In Figure 1, a T‐S diagram of ORC is depicted. As normal ORC, pre‐heater (2‐3) which preheats the working fluid, evaporator (3‐4) which changes the phase of working fluid from liquid to vapor by gaining heat from the heat source, super heater (4‐5) which will superheat the working medium by adding more heat from heat source, turbine (5‐6) which expands the working fluid and extract power from it, de‐superheater (6‐7) which will form saturated vapor fluid at condenser inlet from superheated fluid after turbine, condenser(7‐1) that removes the heat from fluid and make it liquid and pump (1‐2) that increases the liquid pressure are main components. Entire process can be repeated to produce continuous power.

Figure 1: Normal ORC T‐S diagram

Source: Wikipedia¹

1 Wikipedia; available at: http://en.wikipedia.org/wiki/File:Ideal_and_real_organic_rankine_cycle.jpg: 17.10.2010.

(9)

These and additional components like regenerator will be more studied in chapter ΙΙ‐1, “More detailed case studies – Cost reduction and performance improvement of ORC” and also in apendix, section A‐2.

ORC has several advantages over steam cycle. It is known that working fluids in ORC has higher molecular weight than water. This will increase mass flow rate of fluid for the same sizes of turbine. More mass flow rates will give better turbine efficiencies and less turbine losses (Drescher, D. Bruggemann, 2007). Moreover, turbine efficiency which is about 85% is kept efficient in part load applications and the system can be started faster.

Most importantly, boiling point of ORC fluids are less than water; hence, they can be applied in lower

temperatures.² (For more information about mass flow rate in turbine and losses please see the appendix A‐2, turbine losses).

There are some other alternatives for power generation from low temperature heat sources. Kalina cycle and transcritical CO₂ power cycles are two important examples.

### What to do
Transcribe the passage from the text on the organic Rankine cycle word for word, starting with "Figure 1: Normal" and going on through "be started faster.".

### Entries supplied

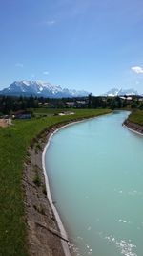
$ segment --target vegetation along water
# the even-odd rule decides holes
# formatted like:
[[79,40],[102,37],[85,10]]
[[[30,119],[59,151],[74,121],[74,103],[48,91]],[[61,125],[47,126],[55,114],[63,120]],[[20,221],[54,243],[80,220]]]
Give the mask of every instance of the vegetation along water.
[[[56,109],[40,109],[42,116]],[[36,110],[35,110],[36,111]],[[60,109],[58,109],[60,111]],[[26,256],[27,225],[22,177],[27,149],[42,130],[72,119],[108,113],[108,109],[79,109],[74,115],[48,116],[12,121],[0,128],[0,255]],[[36,112],[34,113],[36,114]]]
[[76,255],[143,255],[143,137],[122,126],[128,115],[65,128],[47,151],[53,201]]

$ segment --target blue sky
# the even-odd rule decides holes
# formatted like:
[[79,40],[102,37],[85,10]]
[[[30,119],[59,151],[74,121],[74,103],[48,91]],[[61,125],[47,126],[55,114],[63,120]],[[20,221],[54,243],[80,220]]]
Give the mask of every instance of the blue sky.
[[0,1],[0,89],[42,80],[143,93],[142,0]]

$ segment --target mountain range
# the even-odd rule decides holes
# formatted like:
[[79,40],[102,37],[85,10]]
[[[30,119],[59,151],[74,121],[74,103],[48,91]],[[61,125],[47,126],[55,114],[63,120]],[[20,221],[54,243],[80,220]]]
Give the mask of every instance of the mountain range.
[[[84,90],[74,90],[62,88],[61,86],[51,85],[49,82],[41,81],[14,81],[9,87],[0,91],[0,95],[15,95],[15,96],[38,96],[38,97],[49,97],[49,98],[66,98],[66,97],[84,97],[88,96],[90,92]],[[118,89],[112,88],[108,92],[102,94],[102,96],[124,96],[124,95],[138,95],[138,92],[134,89]]]
[[38,96],[49,98],[64,98],[64,97],[82,97],[89,95],[89,92],[84,90],[77,91],[74,89],[62,88],[61,86],[51,85],[41,81],[14,81],[8,88],[0,91],[1,95],[23,95],[23,96]]
[[104,93],[103,96],[124,96],[124,95],[138,95],[138,92],[134,89],[118,89],[112,88],[108,92]]

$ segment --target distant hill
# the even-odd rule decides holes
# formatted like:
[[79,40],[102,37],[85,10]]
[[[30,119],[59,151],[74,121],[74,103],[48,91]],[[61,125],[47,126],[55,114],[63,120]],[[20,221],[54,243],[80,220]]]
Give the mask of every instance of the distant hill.
[[49,97],[49,98],[64,98],[64,97],[82,97],[89,95],[89,92],[81,90],[77,91],[74,89],[62,88],[61,86],[54,86],[48,82],[40,81],[14,81],[8,88],[0,91],[1,95],[23,95],[23,96],[38,96],[38,97]]
[[123,95],[138,95],[138,92],[133,88],[131,89],[118,89],[112,88],[106,92],[104,96],[123,96]]

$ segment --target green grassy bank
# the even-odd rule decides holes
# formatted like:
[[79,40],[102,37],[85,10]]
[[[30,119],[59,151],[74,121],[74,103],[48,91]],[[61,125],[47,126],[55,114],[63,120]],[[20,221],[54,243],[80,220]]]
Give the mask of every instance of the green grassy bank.
[[131,113],[129,121],[143,126],[143,110],[135,110]]
[[14,121],[13,126],[0,128],[0,256],[28,255],[22,173],[31,140],[57,123],[106,114],[110,110],[80,109],[74,112],[71,116]]

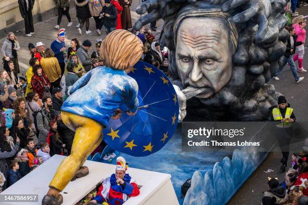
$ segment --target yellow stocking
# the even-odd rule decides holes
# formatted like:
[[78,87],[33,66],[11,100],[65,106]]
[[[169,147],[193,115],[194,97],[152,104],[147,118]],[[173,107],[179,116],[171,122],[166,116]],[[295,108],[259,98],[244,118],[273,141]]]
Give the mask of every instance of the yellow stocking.
[[61,116],[64,124],[76,133],[70,155],[61,162],[49,184],[60,191],[69,182],[90,151],[96,148],[99,142],[100,143],[103,128],[103,125],[85,117],[64,112]]

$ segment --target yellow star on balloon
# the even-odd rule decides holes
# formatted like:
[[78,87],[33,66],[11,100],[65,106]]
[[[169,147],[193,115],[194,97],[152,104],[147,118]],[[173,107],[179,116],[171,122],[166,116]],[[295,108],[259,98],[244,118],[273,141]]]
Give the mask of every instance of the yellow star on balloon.
[[163,80],[163,82],[164,82],[164,84],[167,83],[167,85],[169,85],[169,84],[168,84],[168,83],[169,82],[169,81],[167,80],[167,79],[166,79],[165,77],[164,76],[161,77],[161,78],[162,78],[162,79]]
[[174,96],[174,97],[173,98],[173,101],[174,101],[174,105],[176,105],[177,104],[177,95],[175,94],[173,94],[173,96]]
[[165,141],[166,140],[166,139],[168,138],[168,131],[167,131],[166,133],[164,133],[164,137],[163,138],[163,139],[161,140],[161,141],[163,141],[163,143],[165,143]]
[[133,72],[134,73],[135,73],[135,70],[137,70],[137,68],[133,68],[133,69],[131,70],[131,72]]
[[152,68],[149,68],[148,67],[146,67],[145,66],[144,66],[144,67],[145,67],[145,68],[144,68],[144,70],[146,70],[146,71],[147,72],[148,72],[148,74],[149,74],[150,75],[151,73],[155,73],[155,72],[154,72],[152,70]]
[[172,125],[174,125],[175,124],[175,120],[177,119],[177,117],[175,116],[175,113],[174,114],[174,116],[171,118],[172,118]]
[[125,145],[124,148],[128,147],[131,150],[132,150],[133,147],[137,147],[137,145],[134,144],[134,140],[135,140],[133,139],[129,142],[125,141],[126,145]]
[[110,133],[107,134],[107,135],[109,135],[112,137],[112,140],[113,141],[113,140],[114,140],[114,138],[115,138],[116,137],[120,138],[120,136],[118,135],[118,133],[119,131],[120,130],[118,130],[115,131],[114,130],[113,130],[113,129],[112,129],[112,128],[111,128],[111,132],[110,132]]
[[143,150],[143,152],[145,152],[146,151],[148,151],[149,152],[152,152],[152,148],[153,148],[153,147],[154,147],[154,145],[152,145],[151,144],[151,142],[150,142],[149,144],[146,146],[144,146],[143,147],[145,148],[144,150]]

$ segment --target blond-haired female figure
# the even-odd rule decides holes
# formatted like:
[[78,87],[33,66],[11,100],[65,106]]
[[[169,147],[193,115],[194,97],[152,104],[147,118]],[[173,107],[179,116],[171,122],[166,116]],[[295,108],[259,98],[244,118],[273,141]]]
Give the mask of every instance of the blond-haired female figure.
[[17,38],[13,32],[9,32],[8,38],[6,39],[1,51],[4,56],[4,68],[7,72],[11,72],[8,63],[10,61],[13,61],[14,63],[14,71],[16,73],[19,73],[19,64],[18,63],[18,58],[17,58],[17,51],[20,49],[19,43],[17,41]]
[[49,48],[45,50],[45,57],[41,58],[41,65],[51,84],[50,90],[52,90],[53,87],[60,87],[61,68],[52,50]]
[[137,112],[138,84],[127,73],[140,59],[142,43],[129,32],[118,30],[107,36],[101,50],[106,67],[91,70],[78,80],[69,90],[70,95],[61,108],[62,120],[75,131],[75,137],[70,155],[58,167],[42,204],[51,201],[60,204],[63,198],[59,193],[73,177],[89,174],[88,167],[83,164],[102,142],[103,129],[110,119],[120,118],[118,108],[123,102],[129,110],[128,115]]

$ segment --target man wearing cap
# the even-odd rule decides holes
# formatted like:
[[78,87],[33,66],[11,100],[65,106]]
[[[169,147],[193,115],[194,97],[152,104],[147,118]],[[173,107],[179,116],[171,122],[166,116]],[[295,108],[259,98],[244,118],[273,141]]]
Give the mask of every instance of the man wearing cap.
[[101,50],[101,44],[102,44],[102,41],[100,41],[96,43],[96,50],[95,51],[93,51],[92,54],[91,55],[92,59],[98,59],[100,58],[100,50]]
[[91,69],[92,62],[91,59],[88,53],[88,51],[92,46],[91,42],[87,39],[83,43],[83,45],[79,48],[76,52],[76,54],[79,57],[79,59],[82,62],[84,68],[88,72]]
[[13,86],[10,86],[8,88],[9,92],[9,98],[3,103],[3,107],[7,109],[14,109],[13,102],[16,100],[16,89]]
[[62,89],[58,87],[54,87],[52,89],[52,107],[56,111],[60,111],[63,104],[63,93]]
[[118,12],[114,5],[110,3],[110,0],[105,0],[105,6],[101,12],[100,18],[104,19],[103,23],[107,35],[115,30],[117,17]]
[[290,108],[290,104],[287,104],[286,99],[283,95],[278,97],[278,106],[272,109],[271,121],[280,122],[275,127],[276,137],[282,153],[280,169],[285,171],[289,156],[290,141],[292,135],[291,124],[295,122],[296,118],[293,109]]
[[33,45],[32,43],[29,43],[29,45],[28,45],[28,48],[29,48],[29,50],[30,51],[31,58],[34,58],[34,55],[35,55],[35,52],[36,52],[35,46],[34,46],[34,45]]
[[58,61],[59,61],[59,64],[61,68],[61,76],[64,74],[65,68],[64,57],[67,57],[65,44],[64,43],[65,40],[65,31],[64,29],[61,29],[59,30],[57,34],[57,40],[54,41],[50,46],[50,48],[54,53],[54,57],[57,58]]
[[36,52],[34,54],[34,57],[37,59],[37,60],[40,63],[41,58],[44,56],[44,44],[41,42],[36,43],[35,48],[36,48]]
[[123,157],[117,158],[115,174],[107,178],[99,188],[97,195],[91,202],[102,204],[107,201],[109,205],[122,204],[130,197],[140,193],[135,181],[125,172],[128,167]]

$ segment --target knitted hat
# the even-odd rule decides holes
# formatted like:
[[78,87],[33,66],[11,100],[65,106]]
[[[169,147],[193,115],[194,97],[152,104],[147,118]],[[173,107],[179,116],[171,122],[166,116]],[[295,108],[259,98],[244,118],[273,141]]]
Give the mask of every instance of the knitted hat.
[[271,178],[270,177],[267,177],[267,178],[268,179],[267,183],[271,189],[277,188],[279,185],[279,182],[277,178]]
[[29,48],[29,50],[31,50],[32,48],[35,48],[35,46],[32,43],[29,43],[28,45],[28,48]]
[[284,96],[280,95],[278,97],[278,105],[280,105],[283,103],[286,103],[286,99]]
[[10,87],[9,87],[9,88],[8,89],[8,91],[9,92],[9,94],[10,94],[11,93],[12,93],[14,91],[16,91],[16,89],[14,88],[14,87],[13,87],[13,86],[10,86]]
[[84,41],[83,43],[83,46],[84,46],[91,47],[92,45],[92,44],[91,43],[91,42],[88,39]]
[[126,162],[125,159],[123,157],[118,157],[117,158],[116,170],[122,170],[125,171],[127,169],[127,168],[128,168],[128,162]]

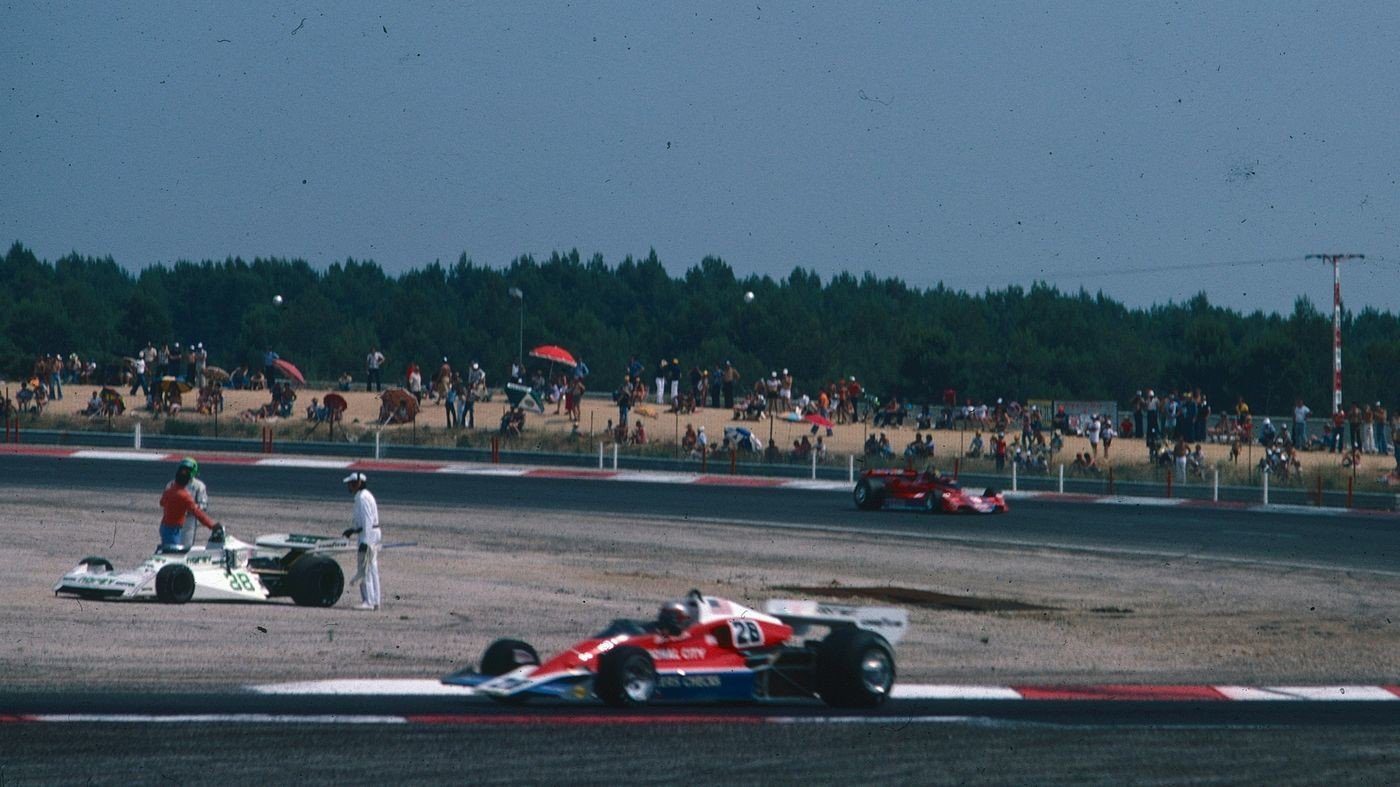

### Task output
Figure 1: Normal ORC T‐S diagram

Source: Wikipedia¹

1 Wikipedia; available at: http://en.wikipedia.org/wiki/File:Ideal_and_real_organic_rankine_cycle.jpg: 17.10.2010.

(9)

These and additional components like regenerator will be more studied in chapter ΙΙ‐1, “More detailed case studies – Cost reduction and performance improvement of ORC” and also in apendix, section A‐2.

ORC has several advantages over steam cycle. It is known that working fluids in ORC has higher molecular weight than water. This will increase mass flow rate of fluid for the same sizes of turbine. More mass flow rates will give better turbine efficiencies and less turbine losses (Drescher, D. Bruggemann, 2007). Moreover, turbine efficiency which is about 85% is kept efficient in part load applications and the system can be started faster.